[Description of the task] An exact copy of all the data is needed, with every picture left out.

*** Exercise data ***

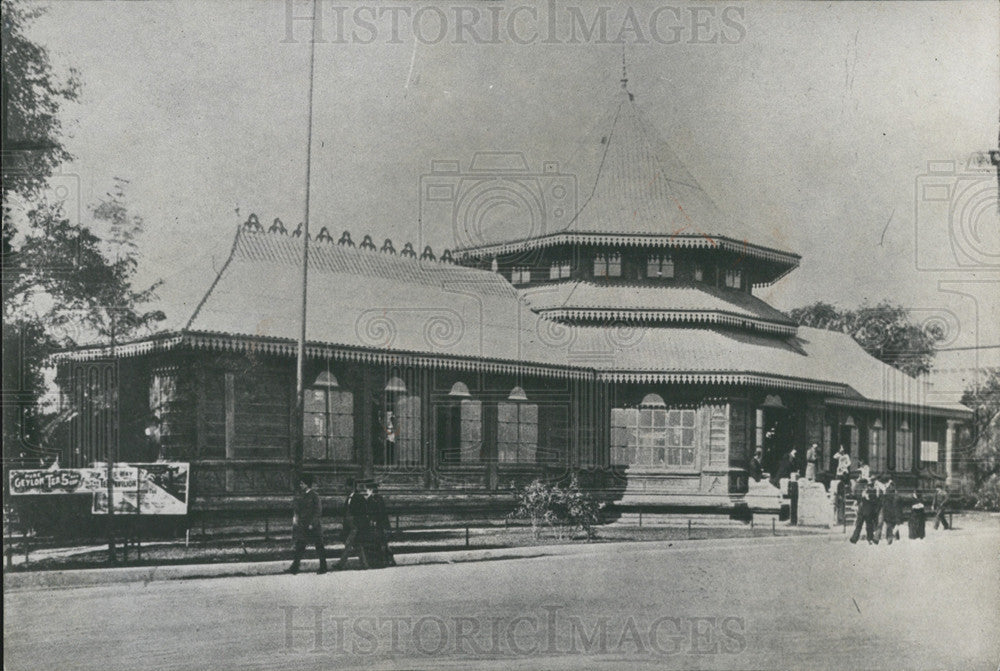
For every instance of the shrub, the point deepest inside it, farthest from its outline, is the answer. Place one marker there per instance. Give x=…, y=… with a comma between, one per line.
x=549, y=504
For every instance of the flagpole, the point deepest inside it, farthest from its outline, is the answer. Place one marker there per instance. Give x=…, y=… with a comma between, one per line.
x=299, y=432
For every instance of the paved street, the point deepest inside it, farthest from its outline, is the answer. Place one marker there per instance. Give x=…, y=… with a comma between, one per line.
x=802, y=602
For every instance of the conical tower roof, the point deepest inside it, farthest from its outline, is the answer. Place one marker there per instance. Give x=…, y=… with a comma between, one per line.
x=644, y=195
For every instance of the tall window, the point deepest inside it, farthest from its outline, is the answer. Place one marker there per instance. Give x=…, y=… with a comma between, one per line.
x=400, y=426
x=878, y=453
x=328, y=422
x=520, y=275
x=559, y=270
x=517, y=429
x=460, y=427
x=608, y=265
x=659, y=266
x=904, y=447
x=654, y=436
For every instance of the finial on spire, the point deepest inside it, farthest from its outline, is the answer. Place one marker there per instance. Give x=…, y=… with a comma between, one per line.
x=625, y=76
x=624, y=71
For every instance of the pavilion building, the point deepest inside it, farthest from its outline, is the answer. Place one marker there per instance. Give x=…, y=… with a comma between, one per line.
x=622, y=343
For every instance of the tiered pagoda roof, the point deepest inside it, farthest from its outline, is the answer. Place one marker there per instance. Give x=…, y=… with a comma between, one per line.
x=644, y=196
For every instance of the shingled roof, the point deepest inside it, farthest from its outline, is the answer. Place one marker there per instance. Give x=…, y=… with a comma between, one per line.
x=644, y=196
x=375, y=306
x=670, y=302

*** End of Exercise data ***

[Written solution]
For every instance of the shrub, the point deepest inside it, farthest from its outline, is the answer. Place one marker there per instance. Give x=…, y=… with a comma between, one per line.
x=549, y=504
For every instance of the flagpole, the point deepest inside it, farthest from its outline, is the answer. Place one marker there per instance. Give x=…, y=… with a comma between, one per line.
x=299, y=432
For every instance of the paved street, the point deepest inside it, farthest from its outline, is the answer. Place one marker there per instance. Give x=…, y=… with a comma between, one per line.
x=802, y=602
For every instance of the conical tower roof, the point deepest inside it, farthest from its outline, is the answer. Place one marker there per instance. Give x=…, y=… with a comma between, one per line.
x=644, y=195
For every instance of the tall window, the point deepest inside it, farthest from its outline, is the answer. Place one marker there per instance. Give x=…, y=… with a comma between, one per line.
x=400, y=426
x=878, y=453
x=328, y=422
x=520, y=275
x=559, y=270
x=517, y=429
x=460, y=427
x=608, y=265
x=659, y=266
x=904, y=447
x=654, y=436
For every instance of the finial on spire, the point deepest inside it, farthest from its outline, is the answer. Place one marker there per instance. Give x=…, y=… with a comma between, one per line.
x=625, y=76
x=624, y=71
For every instance of the pavilion building, the point deepest inside it, farthest from its outline, is the answer. Place one marker there per instance. Give x=…, y=… with a comma between, one per line.
x=622, y=343
For every instance of the tiered pagoda roof, the point deepest inside it, farthest from its outline, is the answer. Place one marker there per instance. Give x=…, y=… with a comma between, one per line.
x=644, y=196
For every instance of the shingled roof, the point deepest inside it, farthest from its outline, is the answer. Place one marker there per instance. Give x=…, y=… with a comma between, one per line.
x=644, y=196
x=375, y=306
x=670, y=302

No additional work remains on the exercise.